● **Document passage**
According to the preferred embodiment of the '556 patent, circulation of the drilling fluid is interrupted as the sensors in the drill string are activated for the registration of sound signals discharged from the seismic source. In the following 60-120 seconds the memory and calculation unit will acquire all signals from the sensors in the drill string. The signals contain both the transmitted and the reflected waveforms. The sources must be discharged within a fixed interval of time. After this time interval, the content of the memory unit is copied to the calculation unit and is processed to determine the number of shots, the mean arrival time, and the mean amplitude of the first arrived signals. This information may be returned to the surface using MWD telemetry while the drilling fluid is put into circulation again. Alternatively, the information may be stored in memory and retrieved when the tool is tripped out of the borehole.

A disadvantage of the method disclosed by the '556 patent is that there is no disclosed method of communicating with the downhole tool to indicate to the downhole tool that VSP shots are commencing. Since the downhole data acquisition is non-discriminatory when circulation is stopped, i.e., most of the data recorded does not include useful signal information; the downhole tool continuously receives and stores acoustic waveforms without any disclosed discrimination. Since MWD telemetry has a very small bandwidth, e.g., one bit per second, transmission of useless information can delay the transmission of valuable data from other LWD tools. Ultimately, time is wasted and since the cost of rig time, particularly offshore rig time, is extremely expensive, time is of the essence when acquiring downhole measurement information. Moreover, while it is possible to store all of the acquired data in downhole memory, most of the memory will be wasted and the tool will need to be withdrawn more frequently than desired.

U.S. Pat. No. 5,579,283 describes a method and apparatus for communicating coded messages in a well bore. The method uses transmitting and receiving apparatus that are in contact with the well bore fluid to send coded pressure pulses to downhole tools. A disadvantage of the method described by the '283 patent is that the communication technique alters the operating state of the downhole tool.

Thus, there remains a need for a technique to communicate with a downhole tool in an efficient manner that discriminates between signal data, representative of a true signal originating from a selected signal source, and useless data.

It is therefore an object of the invention to provide methods and apparatus for improved communication with a downhole tool from a signal source located uphole or at a remote location.

It is also an object of the invention to provide methods and apparatus for acquiring signal data in a downhole tool which discriminates between data representative of a true source signal and useless data.

It is another object of the invention to provide methods for making VSP measurements which are better and more time efficient than the prior methods.

It is still another object of the invention to provide methods for instructing a downhole tool to perform a specific action or process by means of effective communication.

In accord with these objects which will be discussed in detail below, the apparatus of the present invention includes uphole and downhole equipment. The uphole equipment includes a signal source, such as a seismic source, (or array) coupled to a programmable triggering or firing system and a clock. Optionally, the uphole equipment may include receivers (such as acoustic receivers) for capturing reference signals near the source and may include telemetry equipment for receiving MWD signals from the downhole equipment. The downhole equipment includes one or more receivers, preferably acoustic receivers, signal processing equipment, memory, and a clock. Optionally, the downhole equipment may also include other sensors such as flow sensors and motion sensors, as well as MWD telemetry equipment for transmitting data to the surface.

● **Work to do**
Carry on the patent passage above about communicating with a downhole drilling tool, picking up right after its final sentence.

● **Source material**
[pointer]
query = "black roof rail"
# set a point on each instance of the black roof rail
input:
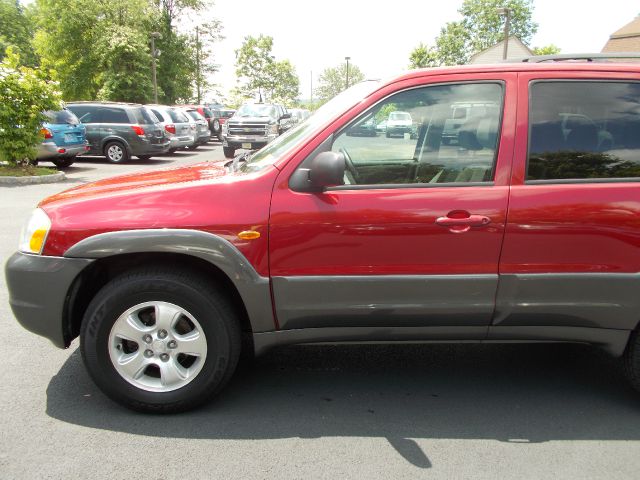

● **Task answer**
The communication methods of the present invention include the initiation of an uphole signal that will be recognized by the downhole tool. Once the signal is recognized, the downhole tool then performs a specific action or process in response. The invention includes, but is not limited to, tightly synchronizing the recordation of signals detected downhole with the firing of the signal source (on the surface or at a remote location) and processing the recorded signal data to eliminate useless information. Downhole recording of signal data may be continuous or individual time records may be captured according to a schedule that is associated with the schedule of possible source activation.

According to one aspect of the invention, it is assumed that no signal data measurements will be made while drilling, while drill pipe is moving, or while mud is circulating. According to this aspect, downhole flow sensors and motion sensors enable the signal processing equipment to determine when signal data representative of true signals originating from the source are to be recorded. When the downhole flow sensors and motion sensors indicate that drilling has stopped and the circulation of mud flow has been interrupted, the signal processing equipment will begin to acquire signal data received from the receivers. However, since it cannot be assumed that signal measurements will be performed every time drilling is stopped and mud circulation is interrupted, the invention provides additional means to communicate with the downhole tool that signal measurements are intended to be made.

The methods of the invention present several algorithms for true source signal recognition, whereby actual signal data information is extracted from the recordings of the receivers so that the ultimate stored data is compact and virtually 100% useful. This elimination of useless data conserves valuable telemetry time and/or enables longer operation of the apparatus before tripping out to retrieve stored data.

According to the methods of the invention, sequentially recorded signal data from the receivers are compared to each other to determine whether they "look similar." Sequentially recorded signal data may be derived by extracting record samples from a moving time window on a continuous recording, or by capturing individual time records according to a schedule that is synchronized with a schedule of possible source activation. It is not necessary to have a catalogue of "useful" or "useless" signal data downhole because sequentially recorded signal data can be made to intentionally look similar with repeated activation of the surface source according to a predetermined schedule that is known to the downhole tool.

According to another aspect of the invention, similarity measurements are further processed to give values between 0 and 1 (a first probability) and a probabilistic analysis is utilized to determine whether a record represents a true source signal.

According to another aspect of the invention, record selection is enhanced by breaking each record into multiple time windows. Each record is preferably broken into two time windows, one of which contains noise and the other of which may contain a true source signal. This is implemented by tightly synchronizing the downhole and surface clocks for accurate partitioning of the downhole recordings. The "energy" contained in each window is calculated and the energies are combined in such a way that a second signal probability is obtained. The first probability and second probability are multiplied to obtain a third probability which is used to determine the presence or absence of a true signal.

Additional objects and advantages of the invention will become apparent to those skilled in the art upon reference to the detailed description taken in conjunction with the provided figures.

FIG. 1 is a schematic illustration of an exemplary offshore installation incorporating the invention.

FIG. 2 is a simplified block diagram of the surface equipment of the apparatus of the invention.

FIG. 3 is a simplified block diagram of the downhole equipment of the apparatus of the invention.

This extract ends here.